## WHAT TO WORK ON
Retype the whole listing below line for line, changing nothing.
=== SOURCE DATA ===
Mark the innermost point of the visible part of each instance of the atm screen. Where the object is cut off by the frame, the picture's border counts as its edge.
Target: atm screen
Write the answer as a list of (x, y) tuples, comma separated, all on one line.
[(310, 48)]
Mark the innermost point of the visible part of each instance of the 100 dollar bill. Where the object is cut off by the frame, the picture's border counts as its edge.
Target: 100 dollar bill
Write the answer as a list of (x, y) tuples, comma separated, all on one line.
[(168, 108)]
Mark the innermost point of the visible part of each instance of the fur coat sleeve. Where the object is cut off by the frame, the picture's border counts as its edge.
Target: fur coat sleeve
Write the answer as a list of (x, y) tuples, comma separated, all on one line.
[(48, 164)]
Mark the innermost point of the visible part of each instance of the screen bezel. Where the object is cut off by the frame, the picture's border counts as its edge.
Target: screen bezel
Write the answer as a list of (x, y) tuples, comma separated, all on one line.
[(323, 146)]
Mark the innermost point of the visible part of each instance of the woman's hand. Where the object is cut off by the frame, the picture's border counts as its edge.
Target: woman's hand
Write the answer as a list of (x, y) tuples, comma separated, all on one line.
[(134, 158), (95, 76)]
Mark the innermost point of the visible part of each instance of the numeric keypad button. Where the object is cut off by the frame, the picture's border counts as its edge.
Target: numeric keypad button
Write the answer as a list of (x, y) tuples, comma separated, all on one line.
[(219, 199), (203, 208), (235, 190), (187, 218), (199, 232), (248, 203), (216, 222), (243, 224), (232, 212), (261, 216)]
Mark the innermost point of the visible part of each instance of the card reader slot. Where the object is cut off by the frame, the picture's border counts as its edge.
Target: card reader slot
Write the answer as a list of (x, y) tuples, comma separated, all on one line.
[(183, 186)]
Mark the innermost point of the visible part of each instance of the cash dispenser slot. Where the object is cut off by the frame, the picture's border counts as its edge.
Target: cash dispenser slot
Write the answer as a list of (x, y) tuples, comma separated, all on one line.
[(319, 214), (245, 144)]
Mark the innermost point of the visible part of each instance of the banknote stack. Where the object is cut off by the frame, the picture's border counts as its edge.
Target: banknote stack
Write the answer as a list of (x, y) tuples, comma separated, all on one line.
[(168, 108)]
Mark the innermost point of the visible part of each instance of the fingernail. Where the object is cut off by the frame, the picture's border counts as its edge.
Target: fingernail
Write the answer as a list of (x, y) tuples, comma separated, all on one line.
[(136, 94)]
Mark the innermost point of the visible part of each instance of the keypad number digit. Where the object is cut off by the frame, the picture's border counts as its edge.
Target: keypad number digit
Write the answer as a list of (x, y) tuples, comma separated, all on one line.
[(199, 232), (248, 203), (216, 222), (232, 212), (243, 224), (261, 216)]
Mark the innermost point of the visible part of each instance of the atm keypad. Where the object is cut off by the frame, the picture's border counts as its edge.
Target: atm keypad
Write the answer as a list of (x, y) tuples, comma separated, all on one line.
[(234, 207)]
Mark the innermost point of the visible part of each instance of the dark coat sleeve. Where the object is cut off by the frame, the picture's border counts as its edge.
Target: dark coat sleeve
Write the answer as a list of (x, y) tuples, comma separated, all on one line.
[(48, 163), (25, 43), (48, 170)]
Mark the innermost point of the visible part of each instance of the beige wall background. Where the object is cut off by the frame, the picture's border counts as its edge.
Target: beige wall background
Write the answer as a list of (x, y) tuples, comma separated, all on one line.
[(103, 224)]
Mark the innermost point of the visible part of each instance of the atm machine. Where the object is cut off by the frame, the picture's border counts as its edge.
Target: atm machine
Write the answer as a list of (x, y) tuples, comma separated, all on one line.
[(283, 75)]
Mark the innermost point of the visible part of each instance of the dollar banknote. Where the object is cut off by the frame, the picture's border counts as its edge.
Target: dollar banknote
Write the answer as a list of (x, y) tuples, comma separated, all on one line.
===
## OUTPUT
Mark the innermost point of the visible part of each instance of the atm screen. Where the object is cut off by the frame, the picture's border counts as its edge.
Target: atm screen
Write the answer as a list of (x, y) tuples, comma separated, all on one line.
[(310, 48)]
Mark the innermost point of the visible part of each instance of the 100 dollar bill. Where the object is cut off by the frame, the picture's border counts as its edge.
Target: 100 dollar bill
Write the answer as a list of (x, y) tuples, comma separated, all on one line.
[(168, 108)]
Mark the innermost point of the visible part of each instance of the fur coat sleeve. Where the object is cut off by the frame, the picture's border counts as its edge.
Target: fur coat sleeve
Write the answer as a list of (x, y) tuples, comma separated, all on one line.
[(48, 164)]
Mark the innermost point of the visible part of each instance of the screen bezel. Where the object is cut off by the frame, the picture's border counts as its edge.
Target: screen bezel
Write the answer as a list of (x, y) tuples, comma separated, all on one line.
[(323, 146)]
Mark the innermost point of the visible part of each instance of the woman's hand. Where the object is cut off by the frame, the picture's border counts as its edge.
Target: woman's hand
Write the answer as a list of (x, y) tuples, comma separated, all on one line.
[(134, 158), (95, 76)]
Mark the innermost point of the visible part of each instance of the numeric keypad button. Where the object is cut off by the frame, the picture's border counts as its edge.
Target: numeric keypad button
Write the answer as a list of (x, y) tuples, comma separated, all on one line.
[(219, 199), (203, 208), (235, 190), (187, 218), (199, 232), (248, 203), (216, 222), (243, 224), (232, 212), (261, 216)]
Mark the innermost point of the visible part of each instance of the card reader slot. Where the object is cut off by the frame, the picture's border counts as its edge.
Target: card reader slot
Write the answer as a list of (x, y) tuples, comma separated, all on one line.
[(183, 186)]
Mark the innermost point of the visible part of each instance of the cash dispenser slot. Where the object is cut off by the frame, the picture's border counts as its edge.
Target: cash dispenser slot
Write the answer as a list of (x, y) tuples, comma separated, all on one line.
[(319, 214), (245, 144)]
Mark the innermost point of the visible part of each instance of the banknote stack. Where the object is cut off by the frame, the picture's border counts as its edge.
Target: banknote stack
Write the answer as a list of (x, y) tuples, comma separated, all on one line.
[(168, 108)]
Mark the innermost point of the visible part of each instance of the fingernail. Where the object is cut off by the frame, the picture's border counts as its edge.
Target: fingernail
Write the answer as a list of (x, y) tuples, comma separated, all on one line.
[(136, 94)]
Mark the innermost point of the visible part of each instance of the keypad number digit. Where the object is cut off by the frame, the picture's border counts as its edge.
Target: keypad number digit
Write the answer as a list of (x, y) tuples, comma separated, all on one line.
[(199, 232), (248, 203), (216, 222), (232, 212), (243, 224), (261, 216)]
Mark the innermost point of the visible part of each instance of the atm keypad. Where the object is cut off by the frame, the picture's border counts as its edge.
Target: atm keypad
Write the answer as a list of (x, y) tuples, comma separated, all on one line.
[(234, 207)]
Mark the innermost point of the visible part of each instance of the dark coat sleeve. Where the object is cut off by the frame, the picture's border counts as its edge.
Target: dark coat sleeve
Write the answer as a list of (x, y) tuples, comma separated, all on one line.
[(48, 163), (25, 43), (48, 170)]
Mark the innermost point of the visible part of each instance of the beige wall background. Where the object is cut off by the frame, the picture's border counts as its edge.
Target: beige wall background
Write the answer as a list of (x, y) tuples, comma separated, all on one line.
[(103, 224)]
Mark the innermost point of the visible part of each instance of the atm machine. Where the object is cut off by the frame, the picture's border counts as its edge.
Target: atm machine
Write the answer as a list of (x, y) tuples, comma separated, all on one line.
[(283, 75)]
Mark the innermost point of the visible part of each instance of the dollar banknote. Where the object is cut off by the frame, the picture's border counts as its edge.
Target: dollar banknote
Write the answer as a list of (x, y) tuples, comma separated, all on one line.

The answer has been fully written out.